Work to complete:
Copy exactly the lines from the "Task: locate the black plastic" line to the end, both included, and nothing else.

Record list:
+ + + + +
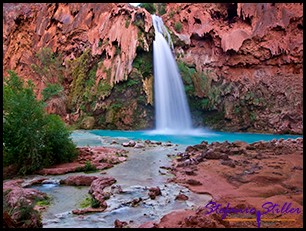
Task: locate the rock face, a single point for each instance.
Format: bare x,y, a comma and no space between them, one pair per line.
95,44
18,205
98,157
248,61
261,172
241,62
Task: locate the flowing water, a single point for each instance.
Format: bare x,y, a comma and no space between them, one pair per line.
172,114
142,170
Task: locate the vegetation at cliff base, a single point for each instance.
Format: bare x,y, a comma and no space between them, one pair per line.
32,139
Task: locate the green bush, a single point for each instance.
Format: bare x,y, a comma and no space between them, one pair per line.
32,139
51,90
178,27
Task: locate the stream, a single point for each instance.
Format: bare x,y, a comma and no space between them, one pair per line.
135,176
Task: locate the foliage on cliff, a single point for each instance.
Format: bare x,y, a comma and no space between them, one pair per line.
32,139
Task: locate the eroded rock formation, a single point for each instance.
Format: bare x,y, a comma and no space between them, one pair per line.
243,176
242,62
250,56
97,37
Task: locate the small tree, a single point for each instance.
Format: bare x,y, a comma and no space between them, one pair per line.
32,139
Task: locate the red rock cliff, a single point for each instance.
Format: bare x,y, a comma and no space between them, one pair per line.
254,54
98,36
247,60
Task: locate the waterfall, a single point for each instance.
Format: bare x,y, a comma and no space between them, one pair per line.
172,113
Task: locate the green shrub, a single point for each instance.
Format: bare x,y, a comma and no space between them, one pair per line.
171,14
52,90
32,139
178,27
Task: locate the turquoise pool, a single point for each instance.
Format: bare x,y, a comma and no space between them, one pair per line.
188,139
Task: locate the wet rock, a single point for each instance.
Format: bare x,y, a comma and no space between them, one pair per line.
229,163
139,145
79,180
88,210
88,122
97,186
116,189
114,142
135,202
214,155
181,197
120,224
15,199
153,192
34,182
148,224
190,172
131,143
193,182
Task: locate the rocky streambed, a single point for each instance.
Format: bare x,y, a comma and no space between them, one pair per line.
131,193
160,184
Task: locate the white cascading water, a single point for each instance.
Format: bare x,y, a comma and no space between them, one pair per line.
172,114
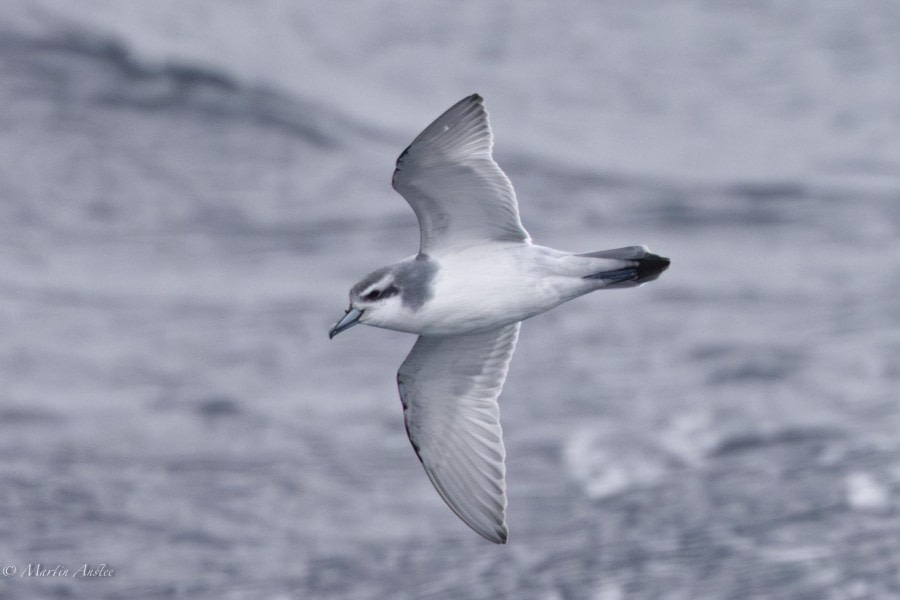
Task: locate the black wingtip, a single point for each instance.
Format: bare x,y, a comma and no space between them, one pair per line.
651,266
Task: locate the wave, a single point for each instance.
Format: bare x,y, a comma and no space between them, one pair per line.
87,67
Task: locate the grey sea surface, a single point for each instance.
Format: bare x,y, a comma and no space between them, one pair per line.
182,213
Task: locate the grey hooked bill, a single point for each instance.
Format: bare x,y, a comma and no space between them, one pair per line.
350,318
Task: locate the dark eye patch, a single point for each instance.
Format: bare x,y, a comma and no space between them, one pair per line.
379,294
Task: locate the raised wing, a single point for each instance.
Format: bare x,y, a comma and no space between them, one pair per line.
459,194
449,387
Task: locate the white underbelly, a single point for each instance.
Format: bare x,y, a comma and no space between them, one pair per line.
485,291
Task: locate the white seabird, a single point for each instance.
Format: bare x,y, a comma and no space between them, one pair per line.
476,277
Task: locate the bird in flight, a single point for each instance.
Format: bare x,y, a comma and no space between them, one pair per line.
476,276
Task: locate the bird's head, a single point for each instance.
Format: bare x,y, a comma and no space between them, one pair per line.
375,300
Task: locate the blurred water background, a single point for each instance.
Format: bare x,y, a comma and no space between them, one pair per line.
188,189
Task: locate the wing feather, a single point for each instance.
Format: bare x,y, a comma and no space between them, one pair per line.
460,195
449,387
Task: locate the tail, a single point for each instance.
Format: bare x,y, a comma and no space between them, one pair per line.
643,266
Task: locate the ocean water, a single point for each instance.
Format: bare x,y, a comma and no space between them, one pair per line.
187,192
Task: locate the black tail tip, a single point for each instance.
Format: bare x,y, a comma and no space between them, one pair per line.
651,266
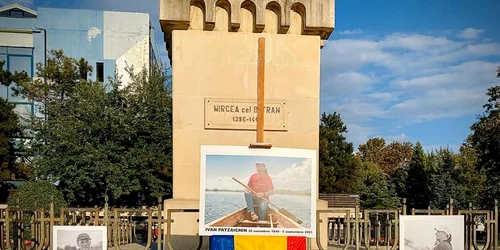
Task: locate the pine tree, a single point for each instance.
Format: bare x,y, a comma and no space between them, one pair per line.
338,168
445,184
418,181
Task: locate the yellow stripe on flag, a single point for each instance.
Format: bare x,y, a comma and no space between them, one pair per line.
251,242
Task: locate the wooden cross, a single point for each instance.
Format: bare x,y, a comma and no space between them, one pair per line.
261,61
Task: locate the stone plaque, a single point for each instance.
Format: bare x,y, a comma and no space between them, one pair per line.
241,114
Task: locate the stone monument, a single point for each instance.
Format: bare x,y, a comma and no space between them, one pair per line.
213,46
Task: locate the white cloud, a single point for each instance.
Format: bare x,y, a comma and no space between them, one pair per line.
358,134
26,3
470,33
401,79
390,138
351,32
343,83
414,41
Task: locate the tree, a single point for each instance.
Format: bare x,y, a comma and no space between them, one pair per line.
417,182
375,191
445,185
470,178
33,195
485,139
397,155
372,150
9,122
398,182
389,157
338,168
9,129
101,139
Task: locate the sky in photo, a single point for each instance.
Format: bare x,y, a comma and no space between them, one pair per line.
403,70
287,173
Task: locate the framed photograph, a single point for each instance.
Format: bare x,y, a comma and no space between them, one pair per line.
429,232
246,191
80,238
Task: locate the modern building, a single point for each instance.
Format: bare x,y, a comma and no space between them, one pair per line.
108,40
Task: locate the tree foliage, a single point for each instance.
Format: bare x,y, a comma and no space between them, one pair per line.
470,178
101,139
10,127
485,139
389,157
445,185
33,195
375,190
418,180
338,168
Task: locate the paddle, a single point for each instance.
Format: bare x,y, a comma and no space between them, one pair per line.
281,210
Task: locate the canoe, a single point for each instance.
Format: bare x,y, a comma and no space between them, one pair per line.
241,218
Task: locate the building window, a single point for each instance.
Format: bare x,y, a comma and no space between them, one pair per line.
100,71
16,13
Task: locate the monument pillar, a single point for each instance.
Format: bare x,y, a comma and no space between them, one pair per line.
213,48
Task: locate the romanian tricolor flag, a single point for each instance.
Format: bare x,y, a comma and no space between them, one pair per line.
251,242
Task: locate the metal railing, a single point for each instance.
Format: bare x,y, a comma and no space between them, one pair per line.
23,229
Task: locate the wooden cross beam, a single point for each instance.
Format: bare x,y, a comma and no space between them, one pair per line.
261,66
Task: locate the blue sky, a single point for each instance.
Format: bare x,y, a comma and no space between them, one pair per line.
403,70
411,70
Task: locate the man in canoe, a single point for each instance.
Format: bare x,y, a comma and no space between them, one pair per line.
262,186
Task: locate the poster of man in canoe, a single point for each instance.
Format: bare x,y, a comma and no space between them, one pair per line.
247,191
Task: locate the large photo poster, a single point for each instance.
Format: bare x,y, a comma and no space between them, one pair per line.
247,191
431,232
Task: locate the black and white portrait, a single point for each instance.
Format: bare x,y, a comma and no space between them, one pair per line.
80,237
431,232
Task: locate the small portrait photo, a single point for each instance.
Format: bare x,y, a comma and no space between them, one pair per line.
80,237
432,232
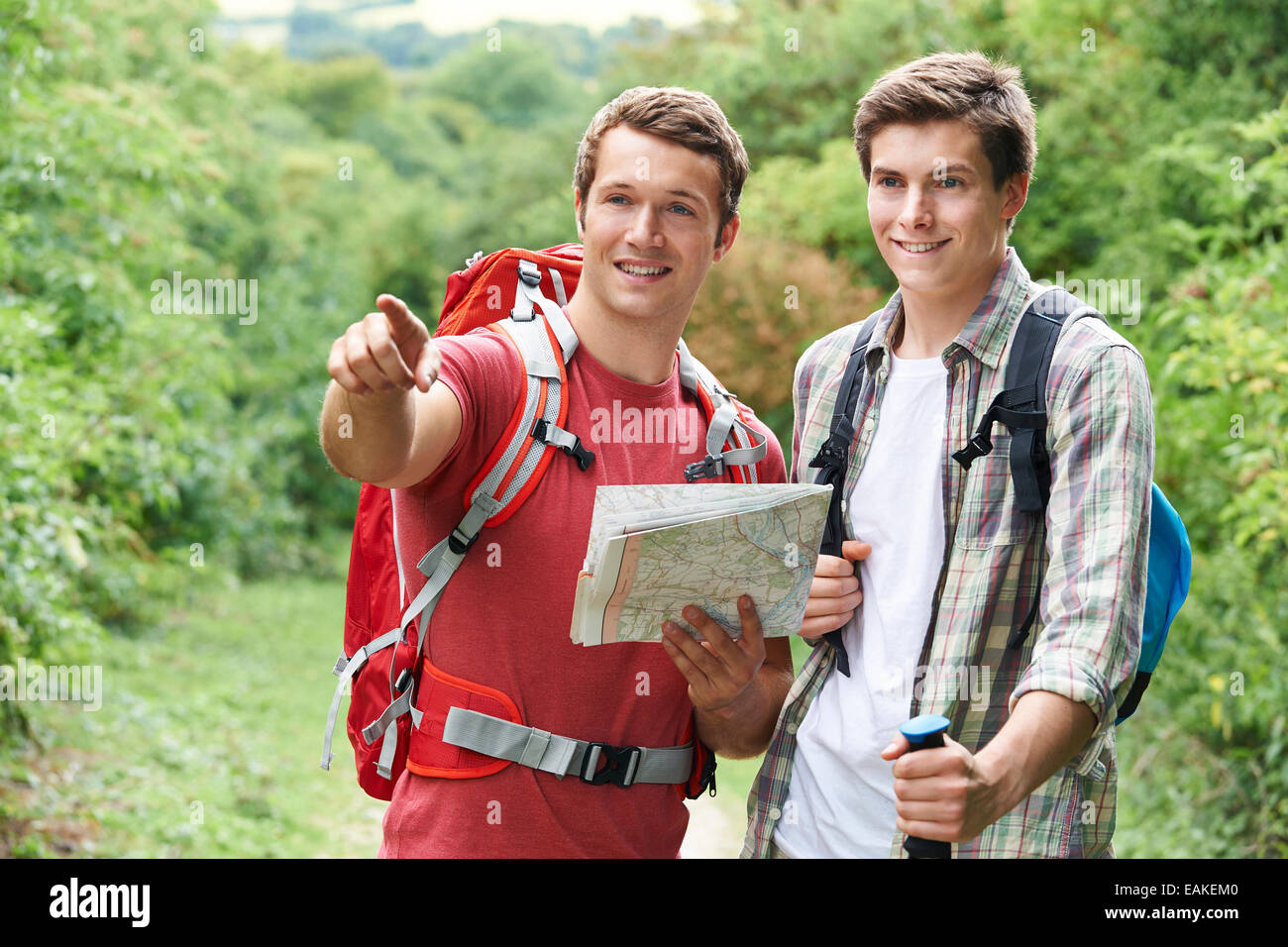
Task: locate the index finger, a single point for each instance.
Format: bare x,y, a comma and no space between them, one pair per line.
395,309
854,551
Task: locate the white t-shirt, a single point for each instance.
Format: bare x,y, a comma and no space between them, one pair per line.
840,801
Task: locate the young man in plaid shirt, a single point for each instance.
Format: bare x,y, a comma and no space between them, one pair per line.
949,565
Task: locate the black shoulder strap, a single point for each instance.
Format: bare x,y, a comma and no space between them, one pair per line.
833,460
1021,407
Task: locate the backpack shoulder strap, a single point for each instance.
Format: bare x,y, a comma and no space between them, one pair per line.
726,424
1021,407
833,460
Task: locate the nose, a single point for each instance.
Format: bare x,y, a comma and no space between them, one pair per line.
645,227
915,211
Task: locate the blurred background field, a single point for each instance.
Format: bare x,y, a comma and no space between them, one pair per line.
165,509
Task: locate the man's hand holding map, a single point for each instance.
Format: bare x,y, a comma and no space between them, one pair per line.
656,549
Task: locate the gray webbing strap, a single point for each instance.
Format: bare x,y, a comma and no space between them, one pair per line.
541,368
563,331
352,668
720,425
561,438
439,564
557,278
688,368
559,755
384,766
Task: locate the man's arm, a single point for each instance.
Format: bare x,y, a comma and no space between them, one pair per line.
381,423
1093,600
737,686
953,795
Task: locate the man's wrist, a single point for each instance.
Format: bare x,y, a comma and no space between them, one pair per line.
1003,779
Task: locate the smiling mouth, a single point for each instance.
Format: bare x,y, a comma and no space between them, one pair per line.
647,272
919,248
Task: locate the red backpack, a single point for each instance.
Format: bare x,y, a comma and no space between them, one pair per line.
475,729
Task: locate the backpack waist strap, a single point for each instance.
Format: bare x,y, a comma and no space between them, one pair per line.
528,746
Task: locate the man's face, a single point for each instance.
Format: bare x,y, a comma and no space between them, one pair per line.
934,213
651,221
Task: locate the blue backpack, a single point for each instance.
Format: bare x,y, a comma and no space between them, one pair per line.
1021,407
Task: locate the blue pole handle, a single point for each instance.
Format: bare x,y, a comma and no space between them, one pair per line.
925,732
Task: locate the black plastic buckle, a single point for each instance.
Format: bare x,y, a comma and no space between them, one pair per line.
709,466
460,544
829,457
580,454
529,273
618,761
708,776
978,446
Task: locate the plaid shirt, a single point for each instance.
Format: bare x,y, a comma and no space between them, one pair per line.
1087,562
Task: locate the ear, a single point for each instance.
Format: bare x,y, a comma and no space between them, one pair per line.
726,237
576,214
1017,192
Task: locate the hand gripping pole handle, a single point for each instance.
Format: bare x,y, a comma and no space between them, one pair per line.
925,732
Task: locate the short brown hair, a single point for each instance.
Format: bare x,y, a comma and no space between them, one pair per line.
683,116
987,94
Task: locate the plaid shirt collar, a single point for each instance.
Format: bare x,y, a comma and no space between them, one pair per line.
986,331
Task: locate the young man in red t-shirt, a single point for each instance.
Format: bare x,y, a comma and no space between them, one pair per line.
657,183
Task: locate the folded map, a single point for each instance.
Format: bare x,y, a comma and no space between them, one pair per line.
656,549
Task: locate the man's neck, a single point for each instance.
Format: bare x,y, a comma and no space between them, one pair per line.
634,350
932,320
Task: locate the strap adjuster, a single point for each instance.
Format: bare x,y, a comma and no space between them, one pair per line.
567,442
708,467
529,273
619,764
459,543
978,446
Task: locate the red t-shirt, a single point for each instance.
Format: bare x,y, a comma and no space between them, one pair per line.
+ + + + +
The result:
Task: locate the black plastic buckle, a single point for each instance.
Format: bare x,y, a comma and no space between them, one pair per line.
709,466
460,544
829,457
580,454
529,273
618,761
708,776
978,446
Task: locate the plaid shirt, a single point for each instance.
Format: bare x,y, a comma and no space between them, one pair per line.
1087,562
Task: locate the ear, a single point for each instance.
Format: bare x,y, a comma and no space between them, one pair per line.
726,237
576,214
1017,192
Task: locate the hand gripping pole handle, a single point for each instance.
Format: bare x,y, a comma and no space between them, one pair per line.
925,732
Task: locate the short brown hair, a single point for each instance.
Format: bare x,y, a comma and no space between them, one pair per line.
683,116
987,94
Task: locate the plaid shirt collar, a single point for each instance.
Format: bare x,y, a comma and no space between them, one pair per line.
986,331
Task: locate the young man in red t-shirt, a single point for each instance.
Format: bare x,y, a comma and no space between them, one pair per line.
657,183
Task: locate the folded map, a single point for each instance.
Format: bare x,y, a comma and no space between them, one pair per line.
656,549
Task: locate the man's neck, a single point for each instance.
Format: bare x,y, a comma and no space between them, one pair per line.
634,350
932,320
Task: locate the strap adjuster, a single point for each instance.
Format: bare x,y, a comma and no space between them, one pair per line.
567,442
708,467
529,273
619,764
459,543
978,446
Task: locate the red t-shirt, a single point for each instance.
Format: bare x,y, a comma and no space between them, one pair per line.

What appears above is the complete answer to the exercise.